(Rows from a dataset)
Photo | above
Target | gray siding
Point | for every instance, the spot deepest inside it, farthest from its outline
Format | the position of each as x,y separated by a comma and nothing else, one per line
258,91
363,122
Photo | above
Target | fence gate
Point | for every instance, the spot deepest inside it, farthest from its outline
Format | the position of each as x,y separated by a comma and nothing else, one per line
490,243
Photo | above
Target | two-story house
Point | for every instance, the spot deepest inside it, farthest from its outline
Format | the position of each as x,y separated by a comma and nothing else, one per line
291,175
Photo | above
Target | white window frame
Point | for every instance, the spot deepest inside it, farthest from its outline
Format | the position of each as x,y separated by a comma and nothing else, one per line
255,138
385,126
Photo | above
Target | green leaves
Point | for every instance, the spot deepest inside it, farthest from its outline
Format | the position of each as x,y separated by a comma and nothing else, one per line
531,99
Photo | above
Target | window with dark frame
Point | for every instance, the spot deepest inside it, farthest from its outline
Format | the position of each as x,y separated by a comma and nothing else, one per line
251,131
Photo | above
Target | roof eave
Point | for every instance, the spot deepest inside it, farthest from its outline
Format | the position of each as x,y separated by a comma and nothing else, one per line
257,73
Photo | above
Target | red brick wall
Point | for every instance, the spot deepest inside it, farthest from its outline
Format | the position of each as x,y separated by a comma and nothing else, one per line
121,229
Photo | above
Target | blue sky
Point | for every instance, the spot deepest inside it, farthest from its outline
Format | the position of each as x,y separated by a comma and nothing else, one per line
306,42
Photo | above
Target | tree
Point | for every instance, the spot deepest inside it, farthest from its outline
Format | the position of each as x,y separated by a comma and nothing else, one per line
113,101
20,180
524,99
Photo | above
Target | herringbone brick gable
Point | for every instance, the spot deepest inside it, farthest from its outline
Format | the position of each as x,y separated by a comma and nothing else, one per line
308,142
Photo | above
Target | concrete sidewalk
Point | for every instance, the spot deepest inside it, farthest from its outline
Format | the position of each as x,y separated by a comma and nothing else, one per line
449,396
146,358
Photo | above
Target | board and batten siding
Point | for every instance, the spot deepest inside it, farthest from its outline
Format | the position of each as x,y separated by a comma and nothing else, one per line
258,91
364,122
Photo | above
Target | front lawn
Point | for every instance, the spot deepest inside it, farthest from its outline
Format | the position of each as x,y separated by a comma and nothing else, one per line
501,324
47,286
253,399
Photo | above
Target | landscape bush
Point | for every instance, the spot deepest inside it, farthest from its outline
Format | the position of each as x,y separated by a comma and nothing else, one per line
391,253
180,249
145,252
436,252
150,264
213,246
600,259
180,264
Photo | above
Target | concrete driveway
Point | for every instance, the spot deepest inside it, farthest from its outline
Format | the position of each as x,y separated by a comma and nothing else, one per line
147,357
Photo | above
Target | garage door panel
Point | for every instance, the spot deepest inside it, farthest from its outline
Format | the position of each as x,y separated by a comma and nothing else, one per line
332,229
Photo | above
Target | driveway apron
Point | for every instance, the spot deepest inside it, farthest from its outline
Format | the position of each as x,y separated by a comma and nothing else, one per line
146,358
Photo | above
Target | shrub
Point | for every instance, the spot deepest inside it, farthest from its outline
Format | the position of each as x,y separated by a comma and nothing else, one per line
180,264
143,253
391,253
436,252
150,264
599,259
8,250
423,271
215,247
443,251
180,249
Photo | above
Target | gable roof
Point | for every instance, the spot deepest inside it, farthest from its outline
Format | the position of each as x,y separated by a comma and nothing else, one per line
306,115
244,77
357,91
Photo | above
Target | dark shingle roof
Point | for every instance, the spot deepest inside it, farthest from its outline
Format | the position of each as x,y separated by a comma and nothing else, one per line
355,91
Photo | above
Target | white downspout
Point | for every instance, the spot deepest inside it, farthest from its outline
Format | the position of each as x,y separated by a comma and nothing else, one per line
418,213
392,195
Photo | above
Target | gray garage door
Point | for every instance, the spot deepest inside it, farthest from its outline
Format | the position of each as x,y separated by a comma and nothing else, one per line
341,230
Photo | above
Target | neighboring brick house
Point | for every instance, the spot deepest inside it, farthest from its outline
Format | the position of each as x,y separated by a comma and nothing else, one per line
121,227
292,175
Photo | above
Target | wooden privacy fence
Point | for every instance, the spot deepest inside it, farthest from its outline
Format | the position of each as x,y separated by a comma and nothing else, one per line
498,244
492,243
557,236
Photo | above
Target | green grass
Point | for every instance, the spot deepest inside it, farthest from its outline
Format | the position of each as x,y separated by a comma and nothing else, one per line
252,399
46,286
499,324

#### [EXERCISE GOAL]
Which lines in the listing above contain the word "dark"? Pull out each of them.

#### [THE SOLUTION]
Target | window with dark frame
Target | dark shingle roof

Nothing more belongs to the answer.